──────── Extracted material
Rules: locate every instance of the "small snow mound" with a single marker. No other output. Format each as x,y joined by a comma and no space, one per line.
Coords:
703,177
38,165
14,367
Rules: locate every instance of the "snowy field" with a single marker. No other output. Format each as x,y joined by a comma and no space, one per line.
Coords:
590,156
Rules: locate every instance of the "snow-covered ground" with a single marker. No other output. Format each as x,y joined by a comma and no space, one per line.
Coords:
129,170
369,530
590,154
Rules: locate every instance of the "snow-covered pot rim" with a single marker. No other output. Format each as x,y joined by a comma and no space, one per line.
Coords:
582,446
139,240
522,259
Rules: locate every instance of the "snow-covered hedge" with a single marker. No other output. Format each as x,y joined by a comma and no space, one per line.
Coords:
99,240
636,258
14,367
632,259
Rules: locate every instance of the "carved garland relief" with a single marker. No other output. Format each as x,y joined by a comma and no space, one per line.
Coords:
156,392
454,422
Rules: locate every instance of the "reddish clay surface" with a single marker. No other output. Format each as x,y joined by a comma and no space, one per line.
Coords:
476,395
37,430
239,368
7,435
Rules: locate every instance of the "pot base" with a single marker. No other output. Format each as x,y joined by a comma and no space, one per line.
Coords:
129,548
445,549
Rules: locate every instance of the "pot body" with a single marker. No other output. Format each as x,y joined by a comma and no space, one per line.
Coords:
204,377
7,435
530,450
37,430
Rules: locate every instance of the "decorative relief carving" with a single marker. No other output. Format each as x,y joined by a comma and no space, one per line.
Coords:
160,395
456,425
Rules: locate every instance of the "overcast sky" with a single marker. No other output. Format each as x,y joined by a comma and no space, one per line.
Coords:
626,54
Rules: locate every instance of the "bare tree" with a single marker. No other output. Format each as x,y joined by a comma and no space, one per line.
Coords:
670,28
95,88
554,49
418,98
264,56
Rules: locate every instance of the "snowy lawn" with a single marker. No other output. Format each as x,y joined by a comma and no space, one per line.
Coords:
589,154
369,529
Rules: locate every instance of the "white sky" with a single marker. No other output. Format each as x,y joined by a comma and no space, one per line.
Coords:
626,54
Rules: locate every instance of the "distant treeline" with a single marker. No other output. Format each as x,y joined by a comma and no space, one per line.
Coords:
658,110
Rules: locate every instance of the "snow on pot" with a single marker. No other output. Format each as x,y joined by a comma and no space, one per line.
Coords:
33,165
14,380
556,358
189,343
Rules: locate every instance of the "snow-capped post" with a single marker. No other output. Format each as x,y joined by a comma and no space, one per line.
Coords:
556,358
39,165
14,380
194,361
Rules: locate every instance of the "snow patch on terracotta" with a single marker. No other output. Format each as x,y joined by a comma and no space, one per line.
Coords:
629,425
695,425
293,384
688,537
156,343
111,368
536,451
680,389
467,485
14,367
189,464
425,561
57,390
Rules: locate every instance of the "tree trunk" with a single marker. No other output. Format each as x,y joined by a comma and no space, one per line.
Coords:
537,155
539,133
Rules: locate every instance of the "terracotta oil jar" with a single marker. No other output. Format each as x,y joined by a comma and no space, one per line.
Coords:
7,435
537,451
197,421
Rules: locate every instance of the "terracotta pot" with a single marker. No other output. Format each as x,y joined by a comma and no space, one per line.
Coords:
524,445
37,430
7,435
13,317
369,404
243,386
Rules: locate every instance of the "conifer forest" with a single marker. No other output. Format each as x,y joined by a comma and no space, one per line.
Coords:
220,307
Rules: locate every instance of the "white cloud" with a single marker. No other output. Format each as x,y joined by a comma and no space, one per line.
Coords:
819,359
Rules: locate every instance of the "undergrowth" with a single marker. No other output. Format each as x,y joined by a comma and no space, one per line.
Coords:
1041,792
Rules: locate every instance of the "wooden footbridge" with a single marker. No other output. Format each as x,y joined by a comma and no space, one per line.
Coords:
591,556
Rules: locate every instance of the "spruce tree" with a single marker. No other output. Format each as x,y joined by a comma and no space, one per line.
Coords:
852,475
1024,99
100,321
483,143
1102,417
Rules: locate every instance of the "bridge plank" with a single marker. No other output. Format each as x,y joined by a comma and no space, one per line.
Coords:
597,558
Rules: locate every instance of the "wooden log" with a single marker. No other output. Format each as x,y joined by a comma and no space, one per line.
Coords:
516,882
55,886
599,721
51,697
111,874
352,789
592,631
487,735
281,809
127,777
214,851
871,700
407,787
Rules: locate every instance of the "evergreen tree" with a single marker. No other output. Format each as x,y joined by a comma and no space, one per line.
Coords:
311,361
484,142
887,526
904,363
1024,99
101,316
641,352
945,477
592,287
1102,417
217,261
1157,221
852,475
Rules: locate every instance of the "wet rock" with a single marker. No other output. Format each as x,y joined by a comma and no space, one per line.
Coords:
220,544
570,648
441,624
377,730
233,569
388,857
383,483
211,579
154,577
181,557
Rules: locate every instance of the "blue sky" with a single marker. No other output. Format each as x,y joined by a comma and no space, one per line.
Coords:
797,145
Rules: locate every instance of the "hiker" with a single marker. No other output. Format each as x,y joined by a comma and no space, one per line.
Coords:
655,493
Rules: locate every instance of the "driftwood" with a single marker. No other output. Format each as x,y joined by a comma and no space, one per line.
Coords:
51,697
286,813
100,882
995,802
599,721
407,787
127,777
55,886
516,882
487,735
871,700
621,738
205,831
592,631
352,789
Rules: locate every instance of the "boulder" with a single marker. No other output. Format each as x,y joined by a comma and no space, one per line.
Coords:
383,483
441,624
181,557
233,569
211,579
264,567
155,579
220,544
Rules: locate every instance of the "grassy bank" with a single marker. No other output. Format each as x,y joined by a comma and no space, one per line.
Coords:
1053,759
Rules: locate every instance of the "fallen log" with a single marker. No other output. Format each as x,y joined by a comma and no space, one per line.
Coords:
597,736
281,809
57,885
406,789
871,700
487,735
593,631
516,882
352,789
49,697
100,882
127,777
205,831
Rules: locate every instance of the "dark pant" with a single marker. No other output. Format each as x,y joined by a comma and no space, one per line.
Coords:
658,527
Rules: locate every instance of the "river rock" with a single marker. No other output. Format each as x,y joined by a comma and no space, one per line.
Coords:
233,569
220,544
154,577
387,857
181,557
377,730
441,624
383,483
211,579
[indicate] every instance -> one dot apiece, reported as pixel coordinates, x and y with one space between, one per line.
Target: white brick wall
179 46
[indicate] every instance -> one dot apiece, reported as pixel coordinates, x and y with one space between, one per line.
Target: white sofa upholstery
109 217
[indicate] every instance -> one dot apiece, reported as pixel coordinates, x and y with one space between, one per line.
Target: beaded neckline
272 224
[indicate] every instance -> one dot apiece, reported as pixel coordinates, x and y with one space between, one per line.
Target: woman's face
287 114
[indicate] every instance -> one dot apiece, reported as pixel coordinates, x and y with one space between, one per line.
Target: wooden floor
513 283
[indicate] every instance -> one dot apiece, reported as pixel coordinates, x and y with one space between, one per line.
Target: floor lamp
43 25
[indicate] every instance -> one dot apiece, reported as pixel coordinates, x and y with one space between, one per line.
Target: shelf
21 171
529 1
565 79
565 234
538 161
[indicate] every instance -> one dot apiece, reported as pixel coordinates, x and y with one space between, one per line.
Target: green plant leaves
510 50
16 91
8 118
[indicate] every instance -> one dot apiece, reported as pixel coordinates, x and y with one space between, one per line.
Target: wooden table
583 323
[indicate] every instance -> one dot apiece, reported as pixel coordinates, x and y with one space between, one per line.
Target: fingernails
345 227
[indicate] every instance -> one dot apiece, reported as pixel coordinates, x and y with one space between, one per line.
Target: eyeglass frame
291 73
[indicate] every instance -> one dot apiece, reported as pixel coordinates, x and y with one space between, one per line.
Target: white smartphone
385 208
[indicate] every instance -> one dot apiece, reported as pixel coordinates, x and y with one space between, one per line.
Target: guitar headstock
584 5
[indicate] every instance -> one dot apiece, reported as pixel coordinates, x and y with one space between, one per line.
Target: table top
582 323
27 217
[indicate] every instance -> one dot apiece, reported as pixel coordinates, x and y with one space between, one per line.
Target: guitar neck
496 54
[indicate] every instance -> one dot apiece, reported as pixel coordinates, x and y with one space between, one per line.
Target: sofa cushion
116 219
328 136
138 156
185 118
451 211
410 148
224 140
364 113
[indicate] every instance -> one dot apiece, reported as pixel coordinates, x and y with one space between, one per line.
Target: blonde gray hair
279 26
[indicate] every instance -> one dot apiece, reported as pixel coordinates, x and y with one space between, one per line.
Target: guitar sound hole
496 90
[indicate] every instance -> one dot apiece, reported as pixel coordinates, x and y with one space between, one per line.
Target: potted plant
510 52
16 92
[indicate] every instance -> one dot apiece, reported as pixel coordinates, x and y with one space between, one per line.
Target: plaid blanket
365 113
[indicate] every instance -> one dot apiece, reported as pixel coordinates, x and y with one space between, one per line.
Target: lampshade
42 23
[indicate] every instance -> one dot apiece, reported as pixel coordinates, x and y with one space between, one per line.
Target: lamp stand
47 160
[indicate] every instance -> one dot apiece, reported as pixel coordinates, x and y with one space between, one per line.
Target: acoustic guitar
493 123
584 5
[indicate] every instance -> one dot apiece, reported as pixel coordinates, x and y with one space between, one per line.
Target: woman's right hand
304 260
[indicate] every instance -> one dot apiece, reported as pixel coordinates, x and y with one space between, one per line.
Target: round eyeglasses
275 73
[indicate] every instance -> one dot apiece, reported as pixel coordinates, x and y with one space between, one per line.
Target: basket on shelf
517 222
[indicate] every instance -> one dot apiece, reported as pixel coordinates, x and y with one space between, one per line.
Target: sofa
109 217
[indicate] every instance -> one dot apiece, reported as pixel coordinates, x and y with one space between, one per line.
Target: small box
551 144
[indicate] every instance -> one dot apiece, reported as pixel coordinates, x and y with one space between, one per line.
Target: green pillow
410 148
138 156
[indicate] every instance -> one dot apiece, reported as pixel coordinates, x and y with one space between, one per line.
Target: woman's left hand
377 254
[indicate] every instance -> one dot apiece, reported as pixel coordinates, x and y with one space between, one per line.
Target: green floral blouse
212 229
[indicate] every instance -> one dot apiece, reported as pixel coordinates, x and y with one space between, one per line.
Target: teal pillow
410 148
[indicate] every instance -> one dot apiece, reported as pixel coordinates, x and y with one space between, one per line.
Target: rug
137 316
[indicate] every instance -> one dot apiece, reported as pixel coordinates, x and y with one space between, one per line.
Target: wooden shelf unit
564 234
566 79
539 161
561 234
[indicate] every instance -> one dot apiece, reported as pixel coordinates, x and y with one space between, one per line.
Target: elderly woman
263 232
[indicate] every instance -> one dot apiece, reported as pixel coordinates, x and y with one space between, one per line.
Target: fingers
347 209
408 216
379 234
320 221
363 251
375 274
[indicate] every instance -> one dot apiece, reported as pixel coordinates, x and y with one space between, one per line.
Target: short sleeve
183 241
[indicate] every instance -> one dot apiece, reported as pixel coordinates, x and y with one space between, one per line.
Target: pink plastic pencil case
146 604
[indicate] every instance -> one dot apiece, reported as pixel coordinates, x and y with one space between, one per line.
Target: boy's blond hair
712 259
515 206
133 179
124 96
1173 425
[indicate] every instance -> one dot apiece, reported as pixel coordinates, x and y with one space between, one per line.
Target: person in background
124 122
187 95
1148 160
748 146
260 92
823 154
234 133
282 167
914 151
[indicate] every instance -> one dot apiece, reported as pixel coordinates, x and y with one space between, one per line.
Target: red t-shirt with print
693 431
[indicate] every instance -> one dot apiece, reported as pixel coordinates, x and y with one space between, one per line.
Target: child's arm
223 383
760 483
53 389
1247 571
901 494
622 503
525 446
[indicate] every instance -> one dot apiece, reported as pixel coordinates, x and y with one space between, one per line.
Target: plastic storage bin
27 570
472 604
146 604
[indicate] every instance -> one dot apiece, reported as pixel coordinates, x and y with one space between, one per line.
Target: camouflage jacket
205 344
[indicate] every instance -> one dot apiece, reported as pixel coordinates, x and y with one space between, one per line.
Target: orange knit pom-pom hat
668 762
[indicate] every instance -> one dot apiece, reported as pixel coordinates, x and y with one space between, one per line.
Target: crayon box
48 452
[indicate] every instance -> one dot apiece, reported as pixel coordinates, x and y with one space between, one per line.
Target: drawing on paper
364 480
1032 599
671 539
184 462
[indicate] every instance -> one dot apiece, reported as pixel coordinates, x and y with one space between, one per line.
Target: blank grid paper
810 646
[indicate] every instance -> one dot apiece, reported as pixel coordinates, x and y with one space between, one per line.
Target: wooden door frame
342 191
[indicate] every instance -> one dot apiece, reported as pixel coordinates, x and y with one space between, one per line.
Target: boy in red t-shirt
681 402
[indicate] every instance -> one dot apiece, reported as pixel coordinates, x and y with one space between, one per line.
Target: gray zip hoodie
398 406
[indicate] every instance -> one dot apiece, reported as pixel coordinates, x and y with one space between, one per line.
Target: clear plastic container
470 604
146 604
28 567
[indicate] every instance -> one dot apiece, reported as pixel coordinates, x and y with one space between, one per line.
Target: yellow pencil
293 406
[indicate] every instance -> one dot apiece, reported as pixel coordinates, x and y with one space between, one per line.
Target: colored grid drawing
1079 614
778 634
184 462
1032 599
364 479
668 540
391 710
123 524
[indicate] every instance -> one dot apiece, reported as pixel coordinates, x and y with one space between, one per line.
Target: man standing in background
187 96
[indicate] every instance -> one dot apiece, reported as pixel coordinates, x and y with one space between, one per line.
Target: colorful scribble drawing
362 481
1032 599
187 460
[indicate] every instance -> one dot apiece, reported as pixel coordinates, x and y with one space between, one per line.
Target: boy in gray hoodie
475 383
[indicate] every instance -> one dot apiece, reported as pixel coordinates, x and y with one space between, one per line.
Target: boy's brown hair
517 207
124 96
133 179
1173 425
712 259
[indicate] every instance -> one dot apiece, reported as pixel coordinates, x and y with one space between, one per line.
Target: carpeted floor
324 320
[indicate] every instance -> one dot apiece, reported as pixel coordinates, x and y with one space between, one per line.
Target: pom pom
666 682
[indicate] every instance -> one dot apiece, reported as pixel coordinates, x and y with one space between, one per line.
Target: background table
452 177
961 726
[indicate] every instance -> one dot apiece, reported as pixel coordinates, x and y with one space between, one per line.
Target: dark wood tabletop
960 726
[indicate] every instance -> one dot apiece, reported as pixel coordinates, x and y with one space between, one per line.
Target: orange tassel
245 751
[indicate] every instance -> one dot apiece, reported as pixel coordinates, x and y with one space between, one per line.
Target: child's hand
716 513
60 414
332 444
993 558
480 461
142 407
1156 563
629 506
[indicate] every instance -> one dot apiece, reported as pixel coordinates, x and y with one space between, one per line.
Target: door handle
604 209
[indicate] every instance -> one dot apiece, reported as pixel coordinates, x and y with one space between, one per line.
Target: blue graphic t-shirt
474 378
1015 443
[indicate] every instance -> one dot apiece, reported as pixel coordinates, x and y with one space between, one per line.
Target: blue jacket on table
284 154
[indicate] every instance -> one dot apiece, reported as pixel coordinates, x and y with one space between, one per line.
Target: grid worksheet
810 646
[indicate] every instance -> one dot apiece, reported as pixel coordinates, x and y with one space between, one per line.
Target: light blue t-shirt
────────────────
**Do this:** Count the lines in the material above that contain the string "terracotta". Give only the number.

**Response:** 3